_DIRECTIONS FOR THIS TASK:_ Swap "hanging banner" for "hanging flag" in the lines from the one containing "Could you point to the yellow" through the last line, keeping everything else unchanged, and give those lines again without the pictures.

_Raw records:_
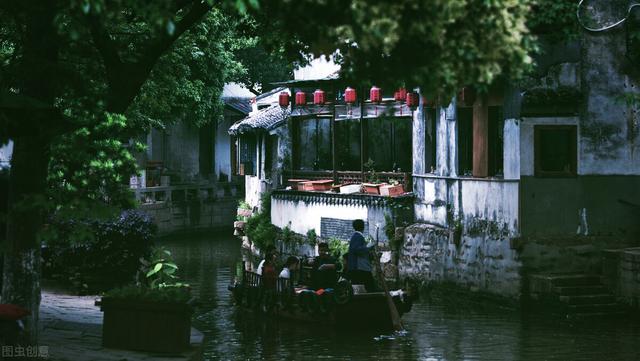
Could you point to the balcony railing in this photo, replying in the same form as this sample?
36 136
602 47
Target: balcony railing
350 177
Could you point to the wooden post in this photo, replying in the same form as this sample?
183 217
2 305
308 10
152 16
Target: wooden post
363 134
334 161
481 137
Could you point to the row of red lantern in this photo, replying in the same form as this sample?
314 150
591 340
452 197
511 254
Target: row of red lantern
375 95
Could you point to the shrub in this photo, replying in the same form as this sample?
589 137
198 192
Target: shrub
259 228
131 292
96 255
338 248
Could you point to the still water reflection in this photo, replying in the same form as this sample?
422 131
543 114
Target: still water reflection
436 331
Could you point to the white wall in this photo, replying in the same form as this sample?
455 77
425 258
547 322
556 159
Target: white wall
301 216
223 149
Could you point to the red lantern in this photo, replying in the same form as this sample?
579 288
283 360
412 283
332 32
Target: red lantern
350 95
375 95
318 97
301 98
412 100
283 99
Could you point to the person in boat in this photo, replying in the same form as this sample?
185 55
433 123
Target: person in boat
269 280
358 262
291 265
324 268
270 252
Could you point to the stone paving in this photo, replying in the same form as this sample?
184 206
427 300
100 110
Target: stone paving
71 329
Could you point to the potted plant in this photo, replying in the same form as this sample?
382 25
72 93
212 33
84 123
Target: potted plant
371 188
152 315
393 189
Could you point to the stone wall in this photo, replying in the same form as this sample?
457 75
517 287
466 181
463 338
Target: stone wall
477 261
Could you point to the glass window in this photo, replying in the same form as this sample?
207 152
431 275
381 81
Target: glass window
313 144
555 150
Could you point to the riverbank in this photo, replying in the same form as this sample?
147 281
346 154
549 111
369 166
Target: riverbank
71 330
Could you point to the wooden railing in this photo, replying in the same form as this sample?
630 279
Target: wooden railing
349 177
185 192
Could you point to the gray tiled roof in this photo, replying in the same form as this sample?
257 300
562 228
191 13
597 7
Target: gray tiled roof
243 105
265 119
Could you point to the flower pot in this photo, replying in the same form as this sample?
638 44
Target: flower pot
391 190
351 188
371 188
146 325
296 184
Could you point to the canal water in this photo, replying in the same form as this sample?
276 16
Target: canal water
435 331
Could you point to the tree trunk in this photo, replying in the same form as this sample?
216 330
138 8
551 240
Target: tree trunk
27 185
28 174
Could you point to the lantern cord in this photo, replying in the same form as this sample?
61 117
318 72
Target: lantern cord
608 26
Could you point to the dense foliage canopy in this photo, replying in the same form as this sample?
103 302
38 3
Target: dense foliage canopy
439 45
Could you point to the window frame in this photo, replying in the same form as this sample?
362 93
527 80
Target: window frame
573 151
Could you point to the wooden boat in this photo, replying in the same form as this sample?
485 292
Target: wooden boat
345 305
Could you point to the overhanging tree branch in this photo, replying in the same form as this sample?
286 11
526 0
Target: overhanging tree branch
104 44
164 41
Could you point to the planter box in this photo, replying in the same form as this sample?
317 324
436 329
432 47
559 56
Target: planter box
317 186
296 184
371 188
146 326
351 188
391 191
322 185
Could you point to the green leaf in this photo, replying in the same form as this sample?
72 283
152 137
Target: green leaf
155 270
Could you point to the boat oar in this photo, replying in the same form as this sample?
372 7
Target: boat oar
393 311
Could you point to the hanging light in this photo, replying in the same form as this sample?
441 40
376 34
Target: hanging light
301 98
318 97
412 100
350 95
375 95
283 99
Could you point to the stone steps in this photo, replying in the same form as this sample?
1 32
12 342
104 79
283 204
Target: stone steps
575 294
579 290
602 298
594 308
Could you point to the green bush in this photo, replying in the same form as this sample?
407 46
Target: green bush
259 228
96 255
135 293
338 248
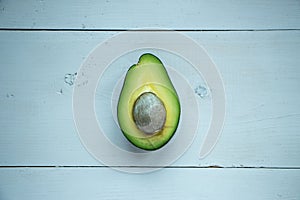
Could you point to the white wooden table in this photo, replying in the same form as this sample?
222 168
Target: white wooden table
255 45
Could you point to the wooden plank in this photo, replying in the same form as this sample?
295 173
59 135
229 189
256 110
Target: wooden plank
40 14
104 183
260 71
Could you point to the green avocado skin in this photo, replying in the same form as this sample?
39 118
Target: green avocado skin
149 72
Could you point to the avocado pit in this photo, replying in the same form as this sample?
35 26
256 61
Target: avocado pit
149 113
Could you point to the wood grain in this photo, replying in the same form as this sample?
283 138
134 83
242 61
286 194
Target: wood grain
260 71
179 15
104 183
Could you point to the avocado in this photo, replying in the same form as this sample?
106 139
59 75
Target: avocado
148 107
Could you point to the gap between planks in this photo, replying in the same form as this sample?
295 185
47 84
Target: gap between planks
154 30
175 167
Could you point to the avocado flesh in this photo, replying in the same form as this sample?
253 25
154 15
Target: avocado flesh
148 75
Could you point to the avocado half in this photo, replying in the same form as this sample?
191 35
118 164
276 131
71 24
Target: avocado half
148 107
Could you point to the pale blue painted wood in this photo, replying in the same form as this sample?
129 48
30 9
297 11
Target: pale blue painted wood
260 72
103 183
192 14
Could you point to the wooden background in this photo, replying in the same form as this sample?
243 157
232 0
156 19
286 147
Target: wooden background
256 46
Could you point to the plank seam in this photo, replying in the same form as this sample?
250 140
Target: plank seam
113 30
175 167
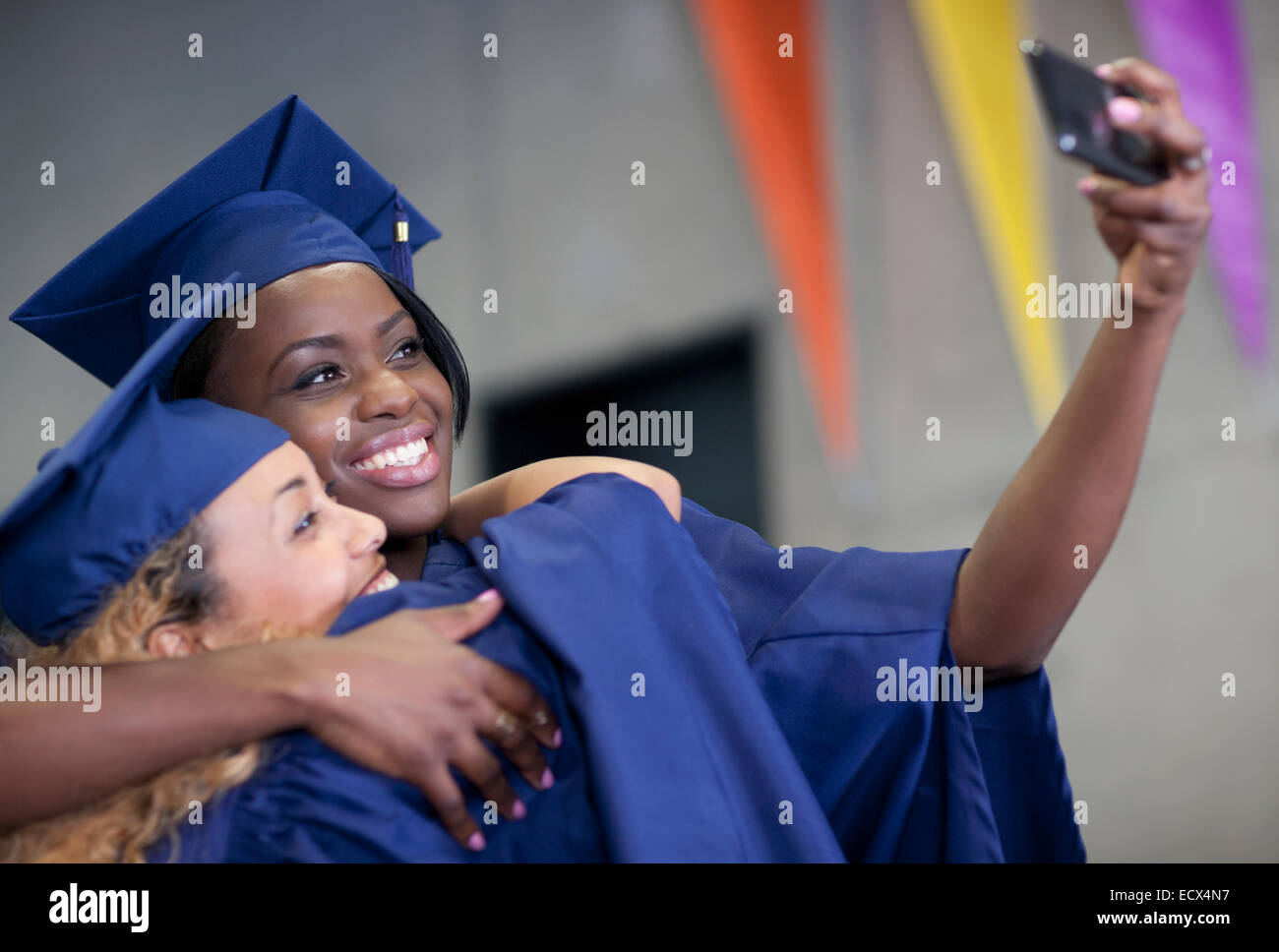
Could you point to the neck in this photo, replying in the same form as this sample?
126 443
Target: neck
405 558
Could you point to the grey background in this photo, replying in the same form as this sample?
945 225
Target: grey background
523 162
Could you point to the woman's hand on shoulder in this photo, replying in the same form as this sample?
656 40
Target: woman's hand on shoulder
418 703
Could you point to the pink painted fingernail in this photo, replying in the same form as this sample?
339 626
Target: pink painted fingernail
1125 110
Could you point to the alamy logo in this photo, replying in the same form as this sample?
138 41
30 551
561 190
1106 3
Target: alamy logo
1066 300
938 683
190 299
56 683
129 906
646 428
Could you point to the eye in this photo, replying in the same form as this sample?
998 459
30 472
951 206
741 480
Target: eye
407 348
327 374
306 523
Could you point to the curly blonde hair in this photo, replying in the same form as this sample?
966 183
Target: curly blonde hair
166 588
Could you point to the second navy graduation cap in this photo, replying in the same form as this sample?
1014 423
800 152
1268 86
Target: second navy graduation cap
272 201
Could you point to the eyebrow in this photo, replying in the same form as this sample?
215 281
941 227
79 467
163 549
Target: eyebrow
295 483
328 340
385 326
333 340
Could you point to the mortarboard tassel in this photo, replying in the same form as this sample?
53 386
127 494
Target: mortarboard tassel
401 253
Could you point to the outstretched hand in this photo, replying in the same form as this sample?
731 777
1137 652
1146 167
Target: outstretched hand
1155 231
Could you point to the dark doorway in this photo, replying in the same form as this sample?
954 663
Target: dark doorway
712 379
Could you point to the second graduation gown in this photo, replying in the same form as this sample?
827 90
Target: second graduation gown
698 724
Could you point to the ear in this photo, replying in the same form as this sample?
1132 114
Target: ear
173 640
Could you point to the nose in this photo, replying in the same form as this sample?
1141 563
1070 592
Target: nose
385 393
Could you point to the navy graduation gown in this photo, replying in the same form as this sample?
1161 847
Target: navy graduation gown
815 635
695 767
670 751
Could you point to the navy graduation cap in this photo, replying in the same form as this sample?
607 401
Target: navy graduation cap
129 479
274 200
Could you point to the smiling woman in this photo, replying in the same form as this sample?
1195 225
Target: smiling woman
361 374
352 364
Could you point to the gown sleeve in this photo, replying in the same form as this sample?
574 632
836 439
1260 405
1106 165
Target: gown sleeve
817 626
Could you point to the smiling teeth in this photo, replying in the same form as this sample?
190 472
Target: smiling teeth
401 455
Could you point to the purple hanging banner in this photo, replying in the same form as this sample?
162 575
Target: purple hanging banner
1201 43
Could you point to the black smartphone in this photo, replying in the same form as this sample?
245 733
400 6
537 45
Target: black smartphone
1075 99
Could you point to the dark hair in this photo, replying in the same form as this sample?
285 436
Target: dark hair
191 379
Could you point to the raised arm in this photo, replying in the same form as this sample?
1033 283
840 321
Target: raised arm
1019 583
433 703
519 487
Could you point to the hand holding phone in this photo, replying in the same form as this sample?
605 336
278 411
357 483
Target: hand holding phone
1075 102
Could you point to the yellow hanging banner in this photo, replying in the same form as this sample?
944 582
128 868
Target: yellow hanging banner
985 94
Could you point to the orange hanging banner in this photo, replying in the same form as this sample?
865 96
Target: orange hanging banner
763 58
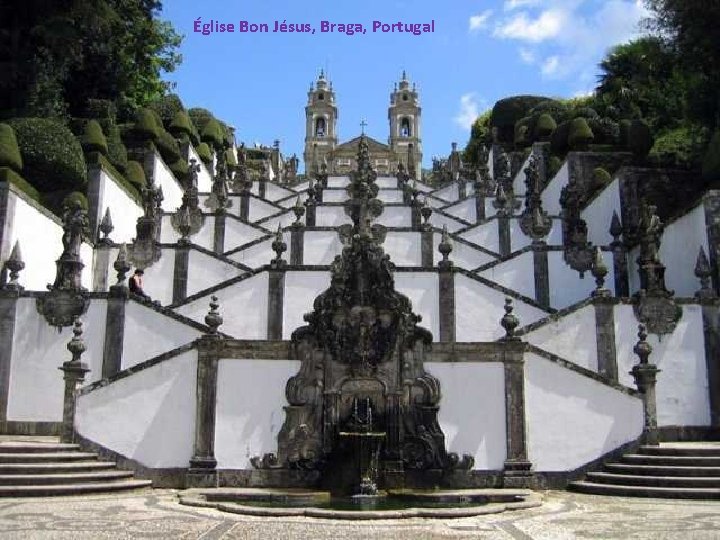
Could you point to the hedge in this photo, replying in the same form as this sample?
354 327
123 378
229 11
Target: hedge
168 147
146 126
9 151
93 139
52 157
204 152
711 161
136 175
580 134
544 127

_WRITTEN REPLY:_
Could you point to the yellow hanging flag in this photo, replying in the same form as this sample?
944 582
128 868
Target: yellow hanging flag
985 94
Could you point to the orange hanging flag in this photo, replying in the same form as this sample?
865 96
Target: orange hanging flag
763 58
Could you point to the hedge in this photo, replying in the same form as this sample?
354 327
123 378
229 11
Target: hedge
168 147
146 126
9 151
93 139
52 157
204 152
711 161
136 175
580 134
544 127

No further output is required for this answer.